» Tarea requerida 1
Localiza en las entradas todas las líneas que contienen la palabra "every" y cópialas sin cambios. Distingue entre mayúsculas y minúsculas.

---- Fragmento seleccionado

Las Rutas Marítimas de la Cocaína y los Límites de la Persecución

La cocaína, a diferencia del fentanilo, todavía ama el océano. Pero sus traficantes aman aún más el cambio.
El auge de la hoja de coca en Colombia ha generado un exceso global —unas 3 000 toneladas en 2023, según cifras de la ONU citadas por el Journal—, ocho veces la producción de hace una década. Ese auge alimenta un laberinto de rutas: hacia el oeste por el Pacífico, al este hacia África y Europa, o al norte a través del Caribe.

El ingenio es su herramienta principal. Lanchas rápidas con tres motores cruzan el mar abierto cargando hasta tres toneladas cada una. Semisumergibles de fibra de vidrio, casi invisibles sobre las olas, recorren miles de millas con cinco toneladas a bordo. Una de esas naves llegó a Australia; otras han tocado puerto en Portugal y España, o remontado ríos desde el Amazonas.

Según el Journal, Venezuela se ha convertido en una plataforma clave. Aviones y mensajeros cruzan desde Colombia con el silencioso visto bueno de oficiales corruptos. Desde playas remotas, la mercancía se dispersa: por aire hacia Centroamérica, por mar hacia México, por contenedores hacia Europa.

Por cada intercepción, otra ruta se abre. Los traficantes de cocaína operan como el agua: bloquea un canal, y encontrarán una grieta. “Puedes destruir 20 barcos y no servirá de nada”, comentó al Journal un asesor de seguridad regional. “Comprarán 40 más.” No es cinismo; es escala. Los carteles poseen sus propios astilleros.

La interdicción es necesaria —eleva costos, retrasa envíos—, pero no puede ser el corazón de la estrategia. Cuando aumentan las incautaciones de cocaína, a menudo significa que hay más cocaína que incautar. El gato atrapa más ratones porque el granero está lleno.

Pixabay/Michael_Pointner

Una Armada Que Huele Más a Política que a Estrategia

El nuevo despliegue militar estadounidense frente a Venezuela —el mayor desde los años 80— se parece menos a un plan antidrogas que a un mensaje geopolítico.

--------
---- Entradas de datos

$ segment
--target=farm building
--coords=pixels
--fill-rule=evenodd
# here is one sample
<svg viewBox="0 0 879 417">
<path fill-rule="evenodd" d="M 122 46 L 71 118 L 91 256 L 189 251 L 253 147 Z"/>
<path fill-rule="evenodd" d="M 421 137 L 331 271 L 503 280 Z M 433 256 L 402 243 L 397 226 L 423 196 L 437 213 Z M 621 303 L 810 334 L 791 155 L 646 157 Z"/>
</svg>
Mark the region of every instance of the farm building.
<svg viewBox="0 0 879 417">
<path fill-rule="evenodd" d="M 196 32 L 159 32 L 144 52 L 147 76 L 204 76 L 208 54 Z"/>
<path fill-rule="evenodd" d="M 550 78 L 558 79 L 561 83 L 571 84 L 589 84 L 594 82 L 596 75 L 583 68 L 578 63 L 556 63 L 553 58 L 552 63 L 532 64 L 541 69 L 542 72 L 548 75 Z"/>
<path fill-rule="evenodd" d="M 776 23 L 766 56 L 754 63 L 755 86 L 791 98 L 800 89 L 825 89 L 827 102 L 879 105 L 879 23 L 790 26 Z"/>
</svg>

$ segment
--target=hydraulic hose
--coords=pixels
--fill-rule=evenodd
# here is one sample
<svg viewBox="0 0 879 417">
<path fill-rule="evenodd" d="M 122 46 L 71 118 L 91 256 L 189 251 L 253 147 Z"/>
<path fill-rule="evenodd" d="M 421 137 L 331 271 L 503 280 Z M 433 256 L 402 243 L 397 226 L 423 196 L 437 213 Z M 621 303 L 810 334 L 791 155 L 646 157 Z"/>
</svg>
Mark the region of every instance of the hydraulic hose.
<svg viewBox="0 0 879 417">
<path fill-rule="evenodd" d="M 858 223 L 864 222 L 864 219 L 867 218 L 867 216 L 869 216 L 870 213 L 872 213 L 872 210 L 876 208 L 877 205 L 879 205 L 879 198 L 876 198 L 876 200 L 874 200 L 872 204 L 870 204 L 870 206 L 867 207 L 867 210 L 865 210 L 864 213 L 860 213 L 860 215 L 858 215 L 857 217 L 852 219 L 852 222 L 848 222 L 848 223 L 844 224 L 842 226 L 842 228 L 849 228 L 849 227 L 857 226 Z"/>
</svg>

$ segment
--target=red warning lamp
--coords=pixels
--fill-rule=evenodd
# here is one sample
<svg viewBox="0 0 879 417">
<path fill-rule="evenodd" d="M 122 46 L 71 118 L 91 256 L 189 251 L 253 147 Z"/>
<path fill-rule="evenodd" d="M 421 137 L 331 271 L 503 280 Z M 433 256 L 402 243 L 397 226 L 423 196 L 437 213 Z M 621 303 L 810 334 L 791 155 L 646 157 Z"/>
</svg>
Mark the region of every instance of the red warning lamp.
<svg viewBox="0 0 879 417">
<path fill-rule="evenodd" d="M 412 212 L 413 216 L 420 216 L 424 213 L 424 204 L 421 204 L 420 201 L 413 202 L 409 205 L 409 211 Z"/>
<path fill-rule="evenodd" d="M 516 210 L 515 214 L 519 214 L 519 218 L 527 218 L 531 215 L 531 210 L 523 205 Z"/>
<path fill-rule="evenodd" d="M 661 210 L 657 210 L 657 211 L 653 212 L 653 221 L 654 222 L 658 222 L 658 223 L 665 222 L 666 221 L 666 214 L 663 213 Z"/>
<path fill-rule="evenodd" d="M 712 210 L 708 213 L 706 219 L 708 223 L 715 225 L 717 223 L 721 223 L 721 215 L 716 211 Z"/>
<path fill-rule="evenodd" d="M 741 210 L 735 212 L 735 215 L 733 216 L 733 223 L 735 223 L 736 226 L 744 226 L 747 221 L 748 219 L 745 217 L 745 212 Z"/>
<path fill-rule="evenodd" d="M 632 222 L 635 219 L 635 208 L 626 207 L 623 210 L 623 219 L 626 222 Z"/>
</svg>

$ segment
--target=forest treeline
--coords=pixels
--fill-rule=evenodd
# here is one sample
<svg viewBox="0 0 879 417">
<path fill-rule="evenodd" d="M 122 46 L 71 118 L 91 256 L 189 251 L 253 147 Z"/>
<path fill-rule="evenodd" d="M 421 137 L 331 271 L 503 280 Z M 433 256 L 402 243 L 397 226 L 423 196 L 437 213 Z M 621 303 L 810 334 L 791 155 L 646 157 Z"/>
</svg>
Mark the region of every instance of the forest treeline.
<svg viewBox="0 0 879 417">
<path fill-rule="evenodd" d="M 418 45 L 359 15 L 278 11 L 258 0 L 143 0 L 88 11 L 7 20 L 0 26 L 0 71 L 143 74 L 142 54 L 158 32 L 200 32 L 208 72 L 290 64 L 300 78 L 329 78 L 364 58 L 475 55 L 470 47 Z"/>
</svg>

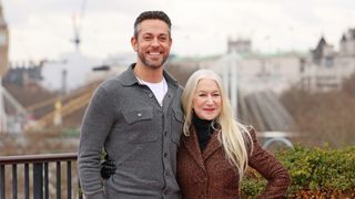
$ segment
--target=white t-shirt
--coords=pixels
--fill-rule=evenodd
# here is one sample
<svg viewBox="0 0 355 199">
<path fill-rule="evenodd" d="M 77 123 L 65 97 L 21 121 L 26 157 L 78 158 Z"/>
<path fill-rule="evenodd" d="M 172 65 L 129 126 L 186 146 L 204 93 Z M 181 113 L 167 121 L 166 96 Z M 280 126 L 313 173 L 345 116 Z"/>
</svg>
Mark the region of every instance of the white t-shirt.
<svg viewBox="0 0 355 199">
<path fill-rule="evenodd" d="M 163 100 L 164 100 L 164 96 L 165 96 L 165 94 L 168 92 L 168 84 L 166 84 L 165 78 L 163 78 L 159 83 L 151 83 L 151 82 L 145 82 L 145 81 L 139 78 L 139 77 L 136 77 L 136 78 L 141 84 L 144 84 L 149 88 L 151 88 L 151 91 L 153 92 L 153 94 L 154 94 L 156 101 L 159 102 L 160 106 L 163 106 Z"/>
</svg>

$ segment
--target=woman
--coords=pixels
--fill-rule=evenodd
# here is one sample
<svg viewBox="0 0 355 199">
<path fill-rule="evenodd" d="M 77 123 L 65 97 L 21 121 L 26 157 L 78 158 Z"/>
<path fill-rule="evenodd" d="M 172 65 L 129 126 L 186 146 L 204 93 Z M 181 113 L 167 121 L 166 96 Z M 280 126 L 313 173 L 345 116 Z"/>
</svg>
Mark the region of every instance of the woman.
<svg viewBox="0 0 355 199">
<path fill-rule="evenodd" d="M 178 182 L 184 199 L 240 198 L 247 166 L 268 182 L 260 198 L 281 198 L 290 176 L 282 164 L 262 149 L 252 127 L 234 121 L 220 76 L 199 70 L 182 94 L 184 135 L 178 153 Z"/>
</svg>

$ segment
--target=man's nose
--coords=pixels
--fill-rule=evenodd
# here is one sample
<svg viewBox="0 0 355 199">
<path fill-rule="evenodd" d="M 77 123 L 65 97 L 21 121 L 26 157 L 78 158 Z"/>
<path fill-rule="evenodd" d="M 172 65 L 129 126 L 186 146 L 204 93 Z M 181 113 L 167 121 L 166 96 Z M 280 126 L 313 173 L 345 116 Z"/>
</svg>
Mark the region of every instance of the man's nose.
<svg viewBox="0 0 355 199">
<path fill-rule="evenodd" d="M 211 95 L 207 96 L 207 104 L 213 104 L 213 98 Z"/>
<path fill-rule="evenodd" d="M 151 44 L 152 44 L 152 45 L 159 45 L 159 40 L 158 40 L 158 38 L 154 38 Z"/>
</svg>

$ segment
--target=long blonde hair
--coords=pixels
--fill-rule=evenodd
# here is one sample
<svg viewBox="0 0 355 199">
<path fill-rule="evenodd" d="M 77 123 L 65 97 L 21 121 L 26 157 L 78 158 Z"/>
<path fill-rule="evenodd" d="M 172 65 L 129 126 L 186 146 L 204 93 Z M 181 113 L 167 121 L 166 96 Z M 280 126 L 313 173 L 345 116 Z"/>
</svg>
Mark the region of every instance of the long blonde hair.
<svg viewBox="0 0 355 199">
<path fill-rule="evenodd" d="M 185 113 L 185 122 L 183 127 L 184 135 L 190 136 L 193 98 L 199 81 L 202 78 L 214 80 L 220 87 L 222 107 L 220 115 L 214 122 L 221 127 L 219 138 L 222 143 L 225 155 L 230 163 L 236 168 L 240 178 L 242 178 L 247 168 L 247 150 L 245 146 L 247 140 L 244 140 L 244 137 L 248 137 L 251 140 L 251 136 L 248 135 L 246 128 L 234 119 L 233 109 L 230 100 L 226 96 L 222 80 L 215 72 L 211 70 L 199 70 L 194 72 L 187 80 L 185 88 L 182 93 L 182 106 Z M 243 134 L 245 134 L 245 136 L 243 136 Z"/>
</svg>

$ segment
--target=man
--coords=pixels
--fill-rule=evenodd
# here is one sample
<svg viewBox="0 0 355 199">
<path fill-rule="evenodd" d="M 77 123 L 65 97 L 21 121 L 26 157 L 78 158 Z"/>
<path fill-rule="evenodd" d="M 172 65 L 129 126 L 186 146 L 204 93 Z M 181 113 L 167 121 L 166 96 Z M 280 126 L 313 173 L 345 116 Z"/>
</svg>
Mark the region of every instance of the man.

--------

» Tarea requerida 2
Resume en dos oraciones el fragmento sobre las rutas marítimas de la cocaína.

» Resultado de la tarea 1
Mark the region of every instance of the farm building.
Mark the region of every instance of the hydraulic hose.
Mark the region of every instance of the red warning lamp.
Mark the region of every instance of the forest treeline.
Mark the region of every instance of the white t-shirt.
Mark the region of every instance of the woman.
Mark the region of every instance of the man's nose.
Mark the region of every instance of the long blonde hair.
Mark the region of every instance of the man.

» Resultado de la tarea 2
El auge de la coca en Colombia ha generado un exceso global de cocaína que los traficantes mueven por un laberinto de rutas, con lanchas rápidas y semisumergibles, y con Venezuela convertida en una plataforma clave. Como por cada intercepción se abre otra ruta, la interdicción es necesaria, pero no puede ser el corazón de la estrategia.